-- 練習任務 --
• a. 請用兩句話概括這篇關於 Linux 0.11 檔案IO流程的文章。
• b. 請接著這篇關於 Linux 0.11 檔案IO流程的文章最後一行往下續寫。

-- 文章正文 --

^^^^^^^^^^^^^^^^

檔案IO流程
用戶行程read、write在高速緩沖塊上讀寫資料,高速緩沖塊和塊設備交換資料,
- 什么時機將磁盤塊資料讀到緩沖塊?
- 什么時機將緩沖塊資料刷到磁盤塊?

函式呼叫關系
- read/write(c庫函式,通過int 80呼叫sys_read/sys_write)
- sys_read/sys_write
- block_read/block_write
- breada
- getblk
- sync_dev
- ll_rw_block
- getblk
- breada
- block_read/block_write
- sys_read/sys_write
sys_read與sys_write
代碼檔案:linux-0.11/fs/read_write.c
系統呼叫sys_read與sys_write是內核提供給用戶程式呼叫的IO介面,若IO設備是塊設備,底層分別呼叫block_read與block_write進行塊設備的讀寫,
sys_read
int sys_read(unsigned int fd,char * buf,int count)
{
struct file * file;
struct m_inode * inode;
// 通過檔案描述符,在file表中找到file結構地址
if (fd>=NR_OPEN || count<0 || !(file=current->filp[fd]))
return -EINVAL;
if (!count)
return 0;
verify_area(buf,count);
inode = file->f_inode; // 通過file的f_inode訪問inode節點
//判斷是什么設備:管道、字符設備、塊設備
//如果是塊設備,呼叫block_read讀塊設備
if (inode->i_pipe)

^^^^^^^^^^^^^^^^

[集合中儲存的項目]

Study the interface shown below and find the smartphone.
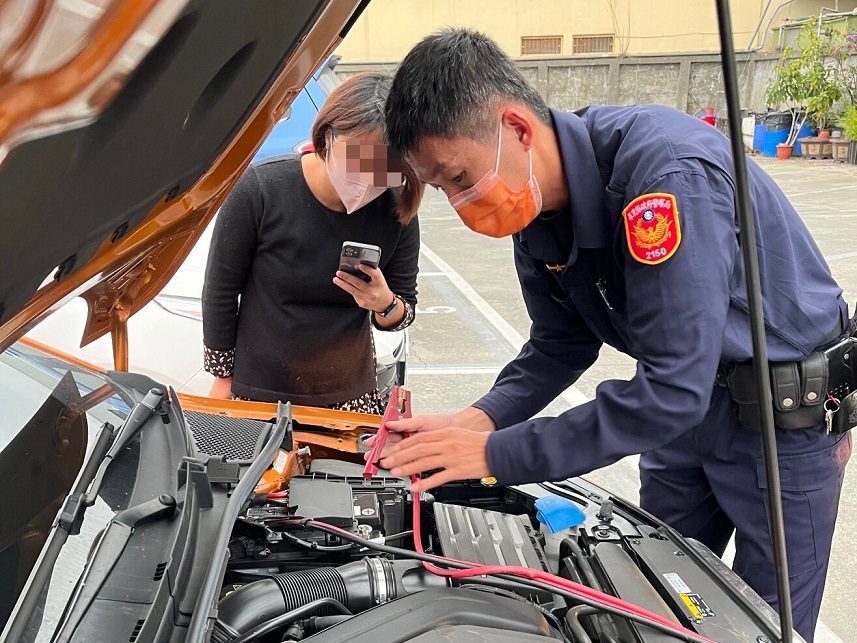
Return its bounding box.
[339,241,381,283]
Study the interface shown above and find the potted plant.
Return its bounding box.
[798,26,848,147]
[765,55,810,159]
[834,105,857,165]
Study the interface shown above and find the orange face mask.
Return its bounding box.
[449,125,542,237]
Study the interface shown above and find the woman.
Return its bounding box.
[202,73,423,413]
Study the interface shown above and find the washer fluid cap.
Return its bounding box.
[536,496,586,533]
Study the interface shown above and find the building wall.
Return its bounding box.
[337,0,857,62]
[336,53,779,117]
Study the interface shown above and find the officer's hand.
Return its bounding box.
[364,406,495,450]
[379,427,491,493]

^^^^^^^^^^^^^^^^

-- 練習解答 --
• a. 用戶行程透過 read、write 在高速緩沖塊上讀寫資料,而高速緩沖塊再與塊設備交換資料。系統呼叫 sys_read 與 sys_write 是內核提供給用戶程式的IO介面,若IO設備是塊設備,底層會分別呼叫 block_read 與 block_write 進行讀寫。

• b.
return (file->f_mode&1)?read_pipe(inode,buf,count):-EIO;
if (S_ISCHR(inode->i_mode))
return rw_char(READ,inode->i_zone[0],buf,count,&file->f_pos);
if (S_ISBLK(inode->i_mode))
return block_read(inode->i_zone[0],&file->f_pos,buf,count);
if (S_ISDIR(inode->i_mode) || S_ISREG(inode->i_mode)) {
if (count+file->f_pos > inode->i_size)
count = inode->i_size - file->f_pos;
if (count<=0)
return 0;
return file_read(inode,file,buf,count);
}
printk("(Read)inode->i_mode=%06o\n\r",inode->i_mode);
return -EINVAL;
}
sys_write
int sys_write(unsigned int fd,char * buf,int count)
{
struct file * file;
struct m_inode * inode;
if (fd>=NR_OPEN || count <0 || !(file=current->filp[fd]))
return -EINVAL;
if (!count)
return 0;
//判斷是什么設備:管道、字符設備、塊設備
//如果是塊設備,呼叫block_write讀塊設備
inode=file->f_inode;
if (inode->i_pipe)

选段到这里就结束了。